WHAT THE TASK REQUIRES >> Identify every line in the items below that contains the string "logo", and copy each of those lines. Matching is case-sensitive.

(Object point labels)
%%
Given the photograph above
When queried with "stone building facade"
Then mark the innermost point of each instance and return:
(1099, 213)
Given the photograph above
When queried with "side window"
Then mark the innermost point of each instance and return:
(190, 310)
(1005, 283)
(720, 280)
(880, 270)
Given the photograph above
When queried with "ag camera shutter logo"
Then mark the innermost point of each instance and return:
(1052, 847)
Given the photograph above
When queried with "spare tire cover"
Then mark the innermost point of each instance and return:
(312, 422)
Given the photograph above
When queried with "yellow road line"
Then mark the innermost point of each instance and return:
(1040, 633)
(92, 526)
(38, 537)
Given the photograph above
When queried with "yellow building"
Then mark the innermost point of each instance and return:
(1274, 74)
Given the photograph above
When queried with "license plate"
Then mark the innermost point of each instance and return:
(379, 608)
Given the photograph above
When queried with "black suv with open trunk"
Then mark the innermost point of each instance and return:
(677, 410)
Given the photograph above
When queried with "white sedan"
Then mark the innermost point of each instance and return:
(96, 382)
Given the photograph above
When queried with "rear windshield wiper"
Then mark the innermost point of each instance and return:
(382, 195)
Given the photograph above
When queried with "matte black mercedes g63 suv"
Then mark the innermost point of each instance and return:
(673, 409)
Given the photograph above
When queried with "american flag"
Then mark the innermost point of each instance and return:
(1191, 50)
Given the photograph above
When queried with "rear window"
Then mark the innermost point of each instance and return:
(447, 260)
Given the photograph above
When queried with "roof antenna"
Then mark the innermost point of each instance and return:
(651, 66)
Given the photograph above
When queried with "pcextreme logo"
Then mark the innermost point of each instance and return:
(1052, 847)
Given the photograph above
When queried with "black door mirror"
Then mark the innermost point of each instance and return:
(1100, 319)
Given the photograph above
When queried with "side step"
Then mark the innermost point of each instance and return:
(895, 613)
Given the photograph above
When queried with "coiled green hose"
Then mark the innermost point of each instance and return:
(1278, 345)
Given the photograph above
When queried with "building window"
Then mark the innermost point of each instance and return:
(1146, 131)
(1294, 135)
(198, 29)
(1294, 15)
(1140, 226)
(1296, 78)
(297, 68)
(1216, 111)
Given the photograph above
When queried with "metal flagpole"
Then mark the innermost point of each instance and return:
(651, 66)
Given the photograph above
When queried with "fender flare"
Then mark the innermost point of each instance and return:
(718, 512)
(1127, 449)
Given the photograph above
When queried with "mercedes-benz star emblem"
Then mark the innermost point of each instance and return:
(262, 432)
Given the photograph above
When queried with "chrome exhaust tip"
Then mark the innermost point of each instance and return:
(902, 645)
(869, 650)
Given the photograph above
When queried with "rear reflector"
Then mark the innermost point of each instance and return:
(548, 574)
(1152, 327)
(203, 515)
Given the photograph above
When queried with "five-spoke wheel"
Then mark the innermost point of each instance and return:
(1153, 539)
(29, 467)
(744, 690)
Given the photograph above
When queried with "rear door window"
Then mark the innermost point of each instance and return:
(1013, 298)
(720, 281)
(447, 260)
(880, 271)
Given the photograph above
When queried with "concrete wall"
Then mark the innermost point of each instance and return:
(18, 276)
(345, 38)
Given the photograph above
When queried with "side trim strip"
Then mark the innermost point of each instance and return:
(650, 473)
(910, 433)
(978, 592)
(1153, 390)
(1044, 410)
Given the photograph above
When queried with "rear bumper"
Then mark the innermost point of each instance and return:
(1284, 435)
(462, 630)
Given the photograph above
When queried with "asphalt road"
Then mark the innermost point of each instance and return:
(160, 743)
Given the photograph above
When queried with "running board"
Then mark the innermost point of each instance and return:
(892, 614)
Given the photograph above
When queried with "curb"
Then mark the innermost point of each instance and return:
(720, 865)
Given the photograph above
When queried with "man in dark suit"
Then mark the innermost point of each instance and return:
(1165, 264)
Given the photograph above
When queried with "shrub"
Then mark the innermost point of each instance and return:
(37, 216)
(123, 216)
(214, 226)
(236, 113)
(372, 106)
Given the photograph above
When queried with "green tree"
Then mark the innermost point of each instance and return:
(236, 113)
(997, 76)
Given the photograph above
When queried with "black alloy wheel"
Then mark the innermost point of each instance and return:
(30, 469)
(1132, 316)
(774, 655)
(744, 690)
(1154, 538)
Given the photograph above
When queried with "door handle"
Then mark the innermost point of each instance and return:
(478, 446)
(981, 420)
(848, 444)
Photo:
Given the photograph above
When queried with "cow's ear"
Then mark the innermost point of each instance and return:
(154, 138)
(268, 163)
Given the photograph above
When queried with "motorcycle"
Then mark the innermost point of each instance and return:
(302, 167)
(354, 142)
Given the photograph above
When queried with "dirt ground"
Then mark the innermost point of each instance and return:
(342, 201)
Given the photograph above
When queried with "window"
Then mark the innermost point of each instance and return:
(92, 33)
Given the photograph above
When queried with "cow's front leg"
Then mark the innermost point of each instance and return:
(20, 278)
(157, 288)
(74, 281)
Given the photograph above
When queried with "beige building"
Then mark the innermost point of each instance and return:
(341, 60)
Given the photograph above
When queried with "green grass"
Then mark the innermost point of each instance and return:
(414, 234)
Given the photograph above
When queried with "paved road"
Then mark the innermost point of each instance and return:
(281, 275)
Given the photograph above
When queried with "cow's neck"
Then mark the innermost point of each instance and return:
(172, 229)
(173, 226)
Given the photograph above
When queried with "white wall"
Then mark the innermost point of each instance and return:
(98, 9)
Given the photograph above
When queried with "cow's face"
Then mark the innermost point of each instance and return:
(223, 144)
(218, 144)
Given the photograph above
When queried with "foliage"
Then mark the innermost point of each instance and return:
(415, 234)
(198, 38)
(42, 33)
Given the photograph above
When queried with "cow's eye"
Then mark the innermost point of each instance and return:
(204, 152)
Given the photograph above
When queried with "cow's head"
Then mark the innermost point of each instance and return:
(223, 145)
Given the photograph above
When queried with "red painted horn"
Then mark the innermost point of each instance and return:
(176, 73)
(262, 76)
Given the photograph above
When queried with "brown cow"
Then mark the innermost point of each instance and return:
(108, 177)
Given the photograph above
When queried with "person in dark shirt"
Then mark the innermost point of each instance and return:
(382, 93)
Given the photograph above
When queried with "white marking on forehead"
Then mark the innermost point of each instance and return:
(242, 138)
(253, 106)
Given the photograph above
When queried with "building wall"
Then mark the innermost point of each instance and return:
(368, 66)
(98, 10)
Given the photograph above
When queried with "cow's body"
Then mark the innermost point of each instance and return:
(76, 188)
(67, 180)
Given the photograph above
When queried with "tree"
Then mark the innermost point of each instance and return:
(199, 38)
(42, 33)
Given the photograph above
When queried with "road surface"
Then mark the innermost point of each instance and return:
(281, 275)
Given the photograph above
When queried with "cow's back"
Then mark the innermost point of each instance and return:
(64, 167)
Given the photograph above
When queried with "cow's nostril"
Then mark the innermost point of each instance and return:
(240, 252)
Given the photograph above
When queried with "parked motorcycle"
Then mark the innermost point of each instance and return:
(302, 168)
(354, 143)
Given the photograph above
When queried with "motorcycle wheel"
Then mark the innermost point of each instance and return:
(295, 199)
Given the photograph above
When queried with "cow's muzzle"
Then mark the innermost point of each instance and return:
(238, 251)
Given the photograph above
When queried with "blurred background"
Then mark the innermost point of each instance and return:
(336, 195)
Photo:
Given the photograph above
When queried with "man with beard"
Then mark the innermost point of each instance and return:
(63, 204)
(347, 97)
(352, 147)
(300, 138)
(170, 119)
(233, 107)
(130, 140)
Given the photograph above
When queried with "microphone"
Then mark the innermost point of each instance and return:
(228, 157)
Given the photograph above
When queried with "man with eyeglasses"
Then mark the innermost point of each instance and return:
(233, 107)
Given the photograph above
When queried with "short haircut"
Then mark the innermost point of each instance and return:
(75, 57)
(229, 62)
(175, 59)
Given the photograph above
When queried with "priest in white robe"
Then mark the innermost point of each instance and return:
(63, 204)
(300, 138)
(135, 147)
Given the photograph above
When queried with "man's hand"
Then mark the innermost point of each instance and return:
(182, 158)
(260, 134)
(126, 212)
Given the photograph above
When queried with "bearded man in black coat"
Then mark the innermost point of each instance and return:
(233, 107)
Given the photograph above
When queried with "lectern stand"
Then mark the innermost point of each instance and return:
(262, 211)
%%
RESULT FOR THIS TASK >>
When queried with "ag camera shutter logo"
When queried with "pcextreme logo"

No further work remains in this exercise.